TASK DETAILS:
Output every entry exactly as written.

EXTRACTED INFORMATION:
-- -- --

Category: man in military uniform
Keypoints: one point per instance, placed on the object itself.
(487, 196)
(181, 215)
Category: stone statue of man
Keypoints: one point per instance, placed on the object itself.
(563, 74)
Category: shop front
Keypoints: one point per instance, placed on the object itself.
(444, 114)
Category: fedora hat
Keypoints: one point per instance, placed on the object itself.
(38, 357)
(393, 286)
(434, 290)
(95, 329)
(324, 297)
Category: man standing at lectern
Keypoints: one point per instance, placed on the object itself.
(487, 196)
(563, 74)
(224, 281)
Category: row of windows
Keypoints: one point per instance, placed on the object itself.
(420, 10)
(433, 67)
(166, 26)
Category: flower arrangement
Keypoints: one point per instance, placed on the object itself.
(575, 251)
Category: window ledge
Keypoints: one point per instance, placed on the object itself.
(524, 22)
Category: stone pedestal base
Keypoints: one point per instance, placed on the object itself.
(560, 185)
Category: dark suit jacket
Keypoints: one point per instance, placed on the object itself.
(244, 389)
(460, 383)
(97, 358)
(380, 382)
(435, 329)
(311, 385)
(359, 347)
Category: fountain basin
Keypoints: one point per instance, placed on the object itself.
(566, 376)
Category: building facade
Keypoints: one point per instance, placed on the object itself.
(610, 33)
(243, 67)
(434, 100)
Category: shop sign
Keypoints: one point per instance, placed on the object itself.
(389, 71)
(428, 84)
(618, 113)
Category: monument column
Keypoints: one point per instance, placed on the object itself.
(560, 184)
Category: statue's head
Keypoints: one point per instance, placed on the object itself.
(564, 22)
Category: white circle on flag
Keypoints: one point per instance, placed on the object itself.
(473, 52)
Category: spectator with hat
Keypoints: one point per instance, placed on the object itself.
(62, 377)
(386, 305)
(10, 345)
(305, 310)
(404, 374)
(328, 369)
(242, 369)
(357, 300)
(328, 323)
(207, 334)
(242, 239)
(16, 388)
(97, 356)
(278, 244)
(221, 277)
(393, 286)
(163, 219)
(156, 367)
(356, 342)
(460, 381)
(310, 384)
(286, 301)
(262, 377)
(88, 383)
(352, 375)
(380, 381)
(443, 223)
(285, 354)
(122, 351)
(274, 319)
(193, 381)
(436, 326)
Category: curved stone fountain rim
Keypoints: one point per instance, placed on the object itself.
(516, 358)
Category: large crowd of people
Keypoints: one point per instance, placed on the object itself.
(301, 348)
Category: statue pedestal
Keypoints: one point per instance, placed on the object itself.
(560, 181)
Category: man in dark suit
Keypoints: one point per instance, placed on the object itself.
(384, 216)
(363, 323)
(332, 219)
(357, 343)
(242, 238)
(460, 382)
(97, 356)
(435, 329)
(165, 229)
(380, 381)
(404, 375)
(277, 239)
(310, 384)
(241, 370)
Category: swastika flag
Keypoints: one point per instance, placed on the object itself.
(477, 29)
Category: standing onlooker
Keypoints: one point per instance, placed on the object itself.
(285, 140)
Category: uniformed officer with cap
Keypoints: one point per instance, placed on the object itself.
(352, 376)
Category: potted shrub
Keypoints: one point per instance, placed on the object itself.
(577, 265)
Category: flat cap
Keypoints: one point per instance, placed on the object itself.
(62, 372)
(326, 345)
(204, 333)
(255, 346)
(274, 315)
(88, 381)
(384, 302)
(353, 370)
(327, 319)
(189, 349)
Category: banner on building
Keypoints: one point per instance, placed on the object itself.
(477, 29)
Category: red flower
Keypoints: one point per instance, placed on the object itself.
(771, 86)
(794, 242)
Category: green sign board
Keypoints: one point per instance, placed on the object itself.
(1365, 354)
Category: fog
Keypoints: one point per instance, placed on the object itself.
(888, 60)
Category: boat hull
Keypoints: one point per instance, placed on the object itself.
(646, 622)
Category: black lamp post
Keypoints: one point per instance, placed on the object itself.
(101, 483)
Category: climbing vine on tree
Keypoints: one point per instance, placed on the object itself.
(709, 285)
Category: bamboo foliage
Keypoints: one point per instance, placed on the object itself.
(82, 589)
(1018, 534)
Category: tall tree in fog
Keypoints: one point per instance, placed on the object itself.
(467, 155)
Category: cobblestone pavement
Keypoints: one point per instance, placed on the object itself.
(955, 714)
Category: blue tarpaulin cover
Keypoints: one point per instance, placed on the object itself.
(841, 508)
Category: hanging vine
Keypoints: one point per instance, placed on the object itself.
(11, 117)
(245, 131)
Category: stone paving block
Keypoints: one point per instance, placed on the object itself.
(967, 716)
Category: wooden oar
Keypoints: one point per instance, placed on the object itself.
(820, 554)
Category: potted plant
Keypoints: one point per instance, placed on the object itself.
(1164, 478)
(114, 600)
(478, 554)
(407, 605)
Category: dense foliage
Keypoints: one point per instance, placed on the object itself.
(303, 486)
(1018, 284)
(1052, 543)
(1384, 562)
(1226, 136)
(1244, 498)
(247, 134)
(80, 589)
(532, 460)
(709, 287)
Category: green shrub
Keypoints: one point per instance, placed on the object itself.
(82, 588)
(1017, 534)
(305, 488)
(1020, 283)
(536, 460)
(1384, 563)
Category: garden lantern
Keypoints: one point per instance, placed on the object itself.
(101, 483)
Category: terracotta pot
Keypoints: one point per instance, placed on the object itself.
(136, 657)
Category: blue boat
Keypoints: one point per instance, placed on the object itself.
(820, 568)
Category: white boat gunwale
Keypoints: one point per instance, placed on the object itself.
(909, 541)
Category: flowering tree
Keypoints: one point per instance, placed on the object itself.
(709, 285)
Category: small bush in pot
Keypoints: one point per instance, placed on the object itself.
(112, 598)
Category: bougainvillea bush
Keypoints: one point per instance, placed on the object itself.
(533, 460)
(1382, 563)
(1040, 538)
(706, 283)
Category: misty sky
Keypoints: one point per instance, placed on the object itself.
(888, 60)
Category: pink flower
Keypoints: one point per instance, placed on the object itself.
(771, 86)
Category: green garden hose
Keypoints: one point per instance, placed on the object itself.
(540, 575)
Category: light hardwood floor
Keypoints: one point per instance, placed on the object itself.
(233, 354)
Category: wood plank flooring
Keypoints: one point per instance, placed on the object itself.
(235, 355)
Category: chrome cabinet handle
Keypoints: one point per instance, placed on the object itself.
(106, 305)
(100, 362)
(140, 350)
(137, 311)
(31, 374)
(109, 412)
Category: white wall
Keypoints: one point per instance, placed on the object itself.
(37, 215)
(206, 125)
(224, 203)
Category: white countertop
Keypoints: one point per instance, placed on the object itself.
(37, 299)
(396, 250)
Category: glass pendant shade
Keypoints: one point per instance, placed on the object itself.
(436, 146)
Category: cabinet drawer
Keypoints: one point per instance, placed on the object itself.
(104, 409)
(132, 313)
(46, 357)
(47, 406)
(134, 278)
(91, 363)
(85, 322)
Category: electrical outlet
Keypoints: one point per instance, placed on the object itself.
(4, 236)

-- -- --

CORRECT RESPONSE:
Category: man in military uniform
Keypoints: one point per instance, placed on the object itself.
(487, 196)
(181, 215)
Category: stone statue of man
Keypoints: one point per instance, placed on the object itself.
(563, 74)
Category: shop front
Keypoints: one point per instance, placed on the object itself.
(444, 114)
Category: fedora hat
Keypoints: one point per instance, placed on the object itself.
(38, 357)
(393, 286)
(434, 290)
(95, 329)
(324, 297)
Category: man standing at lectern
Keypoints: one point per instance, placed on the object itself.
(487, 196)
(563, 74)
(224, 281)
Category: row of windows
Keypoints: one point per instance, placed on the object itself.
(420, 10)
(433, 67)
(166, 26)
Category: flower arrangement
Keypoints: one point per instance, placed on the object itself.
(575, 251)
Category: window ledge
Keypoints: one point per instance, placed on the object itself.
(524, 22)
Category: stone pedestal base
Keypoints: one point per instance, placed on the object itself.
(560, 185)
Category: dark suit jacket
Keypoints: one point per instance, placed on the object itself.
(244, 389)
(460, 383)
(97, 358)
(380, 382)
(435, 329)
(311, 385)
(359, 347)
Category: fountain basin
Keypoints: one point per instance, placed on the object itself.
(566, 376)
Category: building facade
Keypoints: one point per instance, placed on the object itself.
(610, 33)
(243, 67)
(434, 100)
Category: shop sign
Keypoints: one point per instance, placed on the object itself.
(389, 71)
(428, 84)
(618, 113)
Category: monument column
Keypoints: one point per instance, placed on the object itself.
(560, 184)
Category: statue's head
Keypoints: one point per instance, placed on the object itself.
(564, 22)
Category: white circle on flag
Keypoints: one point per instance, placed on the object itself.
(473, 52)
Category: spectator with hat
Keypoints: one point per instance, placed on the object itself.
(62, 377)
(386, 305)
(10, 345)
(305, 310)
(404, 374)
(328, 369)
(242, 369)
(357, 300)
(328, 323)
(207, 334)
(242, 239)
(16, 388)
(97, 356)
(278, 244)
(221, 277)
(393, 286)
(163, 219)
(156, 367)
(356, 342)
(460, 381)
(310, 384)
(286, 301)
(262, 377)
(88, 383)
(352, 375)
(380, 381)
(443, 223)
(285, 354)
(122, 351)
(274, 319)
(193, 381)
(436, 326)
Category: curved stone fountain rim
Keypoints: one point per instance, placed on the object itself.
(516, 358)
Category: large crowd of people
Keypoints: one point per instance, placed on the object itself.
(301, 348)
Category: statue pedestal
Keypoints: one point per instance, placed on the object itself.
(560, 181)
Category: man in dark suit
Keypoints: one point per instance, placed on the object itself.
(384, 216)
(363, 323)
(332, 219)
(357, 343)
(242, 238)
(460, 382)
(97, 356)
(435, 329)
(165, 229)
(380, 381)
(404, 375)
(277, 239)
(310, 384)
(241, 370)
Category: swastika flag
Keypoints: one point per instance, placed on the object itself.
(477, 29)
Category: standing onlooker
Keypoints: one point per instance, placed on the object itself.
(285, 140)
Category: uniformed officer with cap
Keypoints: one point per instance, placed on the object itself.
(352, 376)
Category: potted shrub
Keypoints: one point per instance, placed on the object itself.
(577, 265)
Category: flat cap
Keypoints: one point per instance, placed on the object itself.
(62, 372)
(326, 345)
(204, 333)
(255, 346)
(274, 315)
(88, 381)
(384, 302)
(353, 370)
(327, 319)
(189, 349)
Category: banner on building
Keypoints: one point per instance, placed on the object itself.
(477, 29)
Category: red flower
Keypoints: one point per instance, placed on the object itself.
(771, 86)
(794, 242)
Category: green sign board
Keypoints: one point per instance, placed on the object itself.
(1365, 354)
Category: fog
Keypoints: one point per instance, placed on the object itself.
(888, 60)
Category: boat hull
Keypoints: one point per instance, placed on the object itself.
(646, 622)
Category: black lamp post
Keypoints: one point per instance, placed on the object itself.
(101, 483)
Category: climbing vine on tree
Keypoints: one point per instance, placed on the object itself.
(709, 285)
Category: bamboo foliage
Keypoints: one point per instance, placed on the object itself.
(82, 589)
(1018, 534)
Category: tall tree in fog
Keypoints: one point per instance, placed on the object itself.
(467, 155)
Category: cobblestone pavement
Keypoints: one point per instance, placed on the object itself.
(955, 714)
Category: blue tarpaulin cover
Keypoints: one point per instance, placed on the object itself.
(841, 508)
Category: hanging vine
Keypoints: one point per instance, placed on the object itself.
(11, 117)
(245, 131)
Category: stone paving block
Keypoints: one point per instance, placed on the object itself.
(967, 716)
Category: wooden oar
Keypoints: one point per instance, placed on the object itself.
(820, 554)
Category: potted plant
Keypoints: one point per instance, placed on the object itself.
(1164, 478)
(114, 600)
(478, 554)
(407, 605)
Category: dense foliage
Keypoints: one point per instance, placed on the object itself.
(303, 486)
(1018, 284)
(1052, 543)
(1384, 562)
(1226, 136)
(1244, 498)
(247, 134)
(80, 589)
(532, 460)
(709, 287)
Category: green shrub
Keypoints: one point per instance, placed on the object itself.
(82, 588)
(1017, 534)
(305, 488)
(1020, 283)
(536, 460)
(1384, 563)
Category: garden lantern
Keypoints: one point per instance, placed on the object itself.
(101, 483)
Category: terracotta pot
Keypoints: one point per instance, placed on the object itself.
(136, 657)
Category: blue boat
Keypoints: one point per instance, placed on the object itself.
(820, 568)
Category: white boat gunwale
Keypoints: one point per instance, placed on the object itself.
(909, 541)
Category: flowering tree
Keypoints: one point per instance, placed on the object itself.
(709, 285)
Category: small bush in pot
Keypoints: one point per instance, placed on the object itself.
(112, 598)
Category: bougainvillea bush
Keypoints: one point per instance, placed on the object itself.
(533, 460)
(1382, 563)
(1040, 538)
(706, 283)
Category: misty sky
Keypoints: one point per instance, placed on the object itself.
(888, 60)
Category: pink flower
Keypoints: one point per instance, placed on the object itself.
(771, 86)
Category: green garden hose
Keypoints: one point per instance, placed on the object itself.
(540, 575)
Category: light hardwood floor
Keypoints: one point per instance, placed on the object itself.
(233, 354)
Category: wood plank flooring
Keypoints: one point per instance, placed on the object itself.
(235, 355)
Category: chrome cabinet handle
Keypoints: one point per instance, placed on the object itself.
(106, 305)
(100, 362)
(140, 350)
(137, 311)
(31, 374)
(109, 412)
Category: white wall
Keypoints: one point per instance, placed on the object itself.
(37, 215)
(206, 125)
(224, 203)
Category: white countertop
Keypoints: one point per instance, placed on the object itself.
(37, 299)
(396, 250)
Category: glass pendant shade
Keypoints: one point per instance, placed on the object itself.
(436, 146)
Category: cabinet drawer
Keypoints: one point per instance, placed on the object itself.
(104, 409)
(132, 313)
(46, 357)
(47, 406)
(134, 278)
(91, 363)
(85, 322)
Category: electrical outlet
Keypoints: one point per instance, placed on the object itself.
(4, 236)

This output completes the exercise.